WHAT THE TASK REQUIRES: Reproduce every record precisely, leaving no line out.

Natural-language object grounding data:

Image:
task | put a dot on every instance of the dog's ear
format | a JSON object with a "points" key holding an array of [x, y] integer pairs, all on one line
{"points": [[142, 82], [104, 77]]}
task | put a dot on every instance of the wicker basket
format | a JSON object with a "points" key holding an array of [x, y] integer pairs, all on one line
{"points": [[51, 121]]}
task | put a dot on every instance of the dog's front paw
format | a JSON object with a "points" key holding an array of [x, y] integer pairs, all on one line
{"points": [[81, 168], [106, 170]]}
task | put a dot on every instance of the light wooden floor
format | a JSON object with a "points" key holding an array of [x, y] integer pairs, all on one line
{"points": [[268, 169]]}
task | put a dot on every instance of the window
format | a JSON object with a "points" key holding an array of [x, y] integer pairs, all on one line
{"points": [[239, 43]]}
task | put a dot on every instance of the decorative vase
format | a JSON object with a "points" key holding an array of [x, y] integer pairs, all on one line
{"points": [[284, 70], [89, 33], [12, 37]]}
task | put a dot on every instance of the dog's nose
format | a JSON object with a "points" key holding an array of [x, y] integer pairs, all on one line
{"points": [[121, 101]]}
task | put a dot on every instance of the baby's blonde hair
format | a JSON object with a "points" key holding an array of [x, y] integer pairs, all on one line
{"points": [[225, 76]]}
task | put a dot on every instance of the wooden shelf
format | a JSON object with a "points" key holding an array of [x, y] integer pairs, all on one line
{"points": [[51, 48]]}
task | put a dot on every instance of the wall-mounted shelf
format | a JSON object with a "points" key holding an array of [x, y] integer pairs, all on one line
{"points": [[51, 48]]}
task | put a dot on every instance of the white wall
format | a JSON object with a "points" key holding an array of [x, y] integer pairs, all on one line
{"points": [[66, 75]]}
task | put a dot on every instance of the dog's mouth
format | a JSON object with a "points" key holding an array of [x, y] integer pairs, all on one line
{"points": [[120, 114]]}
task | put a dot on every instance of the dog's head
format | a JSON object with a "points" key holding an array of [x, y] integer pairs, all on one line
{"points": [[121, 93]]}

ANSWER BELOW:
Image:
task | put a dot on every instance of the dog's ear
format | a JSON object with a "points" key holding an array of [x, y] integer pairs, all on one line
{"points": [[142, 82], [104, 77]]}
task | put a dot on every instance of the wicker basket
format | a JSON object with a "points" key holding an array of [x, y] integer pairs, all on one line
{"points": [[51, 121]]}
task | put a dot on every instance of the dog's front paw
format | a JSON object with a "points" key holding an array of [x, y] integer pairs, all on one line
{"points": [[81, 168], [106, 170]]}
task | put a dot on every instance of the light wooden floor
format | a JSON object with a "points" key holding an array of [x, y] integer pairs, all on one line
{"points": [[268, 169]]}
task | put a dot on every instance of the window
format | a JSON object with a "points" key holding an array of [x, y] integer pairs, all on one line
{"points": [[239, 43]]}
task | put a dot on every instance of the decorative vase
format | a JSON object with a "points" key holding an array of [x, y] integer pairs, all on one line
{"points": [[284, 70], [89, 33], [12, 37]]}
task | put a dot on every instance of the dog's nose
format | a JSON object with a "points" key holding an array of [x, y] integer pairs, all on one line
{"points": [[121, 101]]}
task | put a dot on every instance of the baby's blonde hair
format | a JSON object with a "points" key holding an array of [x, y] integer pairs, all on one line
{"points": [[225, 76]]}
task | put a dot on every instance of the wooden shelf
format | a JSON object with a "points" key holding an array of [x, y] integer pairs, all on one line
{"points": [[51, 48]]}
task | put a dot on every instance of the wall-mounted shelf
format | a JSON object with a "points" key holding an array of [x, y] integer pairs, all on one line
{"points": [[51, 48]]}
task | put a dot on every instance of the white wall
format | a JSON object with a "points" key holding an array of [x, y] integer pairs, all on one line
{"points": [[66, 75]]}
task | put a dot on every instance of the dog's mouth
format | a JSON object with a "points" key holding an array of [x, y] integer pairs, all on one line
{"points": [[120, 114]]}
task | put a dot on every instance of the dog's head
format | a JSON object with a "points" key holding an array of [x, y] integer pairs, all on one line
{"points": [[121, 93]]}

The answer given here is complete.